■ **GIVEN RECORDS**:
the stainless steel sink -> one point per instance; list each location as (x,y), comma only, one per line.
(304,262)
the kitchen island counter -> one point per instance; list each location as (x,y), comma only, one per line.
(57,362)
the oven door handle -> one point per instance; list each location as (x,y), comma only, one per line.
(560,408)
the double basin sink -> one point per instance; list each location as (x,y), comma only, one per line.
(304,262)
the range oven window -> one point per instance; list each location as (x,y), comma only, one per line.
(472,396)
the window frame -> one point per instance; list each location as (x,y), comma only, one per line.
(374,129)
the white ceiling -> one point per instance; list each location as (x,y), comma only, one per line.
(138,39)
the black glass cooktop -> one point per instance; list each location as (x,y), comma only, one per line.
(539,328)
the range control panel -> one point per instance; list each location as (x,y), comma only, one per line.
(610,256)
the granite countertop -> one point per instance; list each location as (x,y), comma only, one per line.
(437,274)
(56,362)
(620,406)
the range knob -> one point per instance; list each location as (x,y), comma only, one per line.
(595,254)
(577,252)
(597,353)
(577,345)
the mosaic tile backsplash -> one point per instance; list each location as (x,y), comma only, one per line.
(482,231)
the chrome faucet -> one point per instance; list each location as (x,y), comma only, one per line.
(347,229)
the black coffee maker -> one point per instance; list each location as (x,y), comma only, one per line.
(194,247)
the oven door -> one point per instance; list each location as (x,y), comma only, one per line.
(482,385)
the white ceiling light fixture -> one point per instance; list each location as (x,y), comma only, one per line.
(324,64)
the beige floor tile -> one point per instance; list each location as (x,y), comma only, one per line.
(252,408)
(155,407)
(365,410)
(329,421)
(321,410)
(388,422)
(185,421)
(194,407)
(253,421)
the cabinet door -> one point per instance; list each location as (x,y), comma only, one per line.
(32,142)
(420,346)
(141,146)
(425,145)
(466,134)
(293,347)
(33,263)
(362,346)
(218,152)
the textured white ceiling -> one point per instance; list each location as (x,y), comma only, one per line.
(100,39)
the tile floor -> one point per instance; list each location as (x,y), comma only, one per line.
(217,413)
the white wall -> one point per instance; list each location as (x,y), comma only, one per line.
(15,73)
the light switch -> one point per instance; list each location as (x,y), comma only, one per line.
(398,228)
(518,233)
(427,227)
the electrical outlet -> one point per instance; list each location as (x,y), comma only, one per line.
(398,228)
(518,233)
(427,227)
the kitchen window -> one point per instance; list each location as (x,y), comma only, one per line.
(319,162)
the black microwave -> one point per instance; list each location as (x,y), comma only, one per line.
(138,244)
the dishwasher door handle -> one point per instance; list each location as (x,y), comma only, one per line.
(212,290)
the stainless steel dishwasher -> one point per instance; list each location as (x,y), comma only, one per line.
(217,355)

■ **TASK INSTRUCTIONS**:
Give back all the records exactly as they stand.

■ **COMPLETED TASK**:
the stainless steel sink -> one point per instance; list each location as (x,y), comma only, one per line.
(304,262)
the kitchen island counter -> one point per instance; list each location as (x,y), comma only, one per line.
(57,362)
the oven door handle -> one point per instance; list each location as (x,y), comma only, one per line.
(560,408)
the double basin sink -> one point per instance; list each location as (x,y), comma only, one per line.
(304,262)
the range oven window -> one point per instance; list each location as (x,y), comma only, one per line.
(472,396)
the window frame -> one point per instance; list each location as (x,y), comma only, one per line.
(374,129)
the white ceiling -> one point per instance; list each location as (x,y), comma only, one per line.
(138,39)
the black glass cooktop -> one point per instance; list each location as (x,y), comma only, one per line.
(539,328)
the range control panel -> one point per instance; list each location as (x,y), comma only, one per line.
(610,256)
the granite countertop -> one point per instance; list each location as (x,y), comma only, one per line.
(437,274)
(56,362)
(620,406)
the range knob -> one point per instance; list each location as (x,y), comma only, one per line.
(595,254)
(577,252)
(597,353)
(577,345)
the mosaic tile backsplash -> one point per instance; list each location as (x,y), comma only, one per line.
(482,231)
the chrome faucet -> one point per instance; list each location as (x,y), comma only, one per line.
(347,229)
the black coffee maker -> one point per instance; list each location as (x,y), comma only, one per line.
(194,247)
the oven door -> one point per instance; list each location as (x,y), comma only, one per line.
(482,385)
the white ceiling light fixture -> one point per instance; list each location as (x,y), comma only, one per line.
(324,64)
the beige floor tile -> one point per instance; list each location as (x,y), comma only, one per line.
(252,408)
(155,407)
(365,410)
(329,421)
(321,410)
(388,422)
(185,421)
(194,407)
(253,421)
the cabinet door -> one point per instance; list each location as (x,y), comma only, one per line.
(32,142)
(420,346)
(141,146)
(425,145)
(466,134)
(293,347)
(33,263)
(362,346)
(218,152)
the textured white ceiling -> one point per instance; list each location as (x,y), comma only, one per line.
(100,39)
the tile floor -> one point per instance; list each location as (x,y), comma only, one per line.
(217,413)
the white wall -> one point per instance; list each location as (x,y), comma only, one per line.
(15,73)
the light switch -> one point per instance; list each location as (x,y), comma only, one per line.
(398,228)
(518,233)
(427,227)
the electrical outlet -> one point per instance; list each location as (x,y), comma only, one per line.
(398,228)
(518,233)
(427,227)
the kitchen window -> one point per instance; list each location as (x,y), comma only, one per line.
(319,162)
the black microwave -> one point per instance; list each location as (x,y), comma only, one per line.
(138,244)
the dishwasher door handle -> one point per instance; list each location as (x,y), comma only, one per line.
(212,290)
the stainless steel dishwasher -> one point per instance; list each location as (x,y), comma only, one per line.
(217,355)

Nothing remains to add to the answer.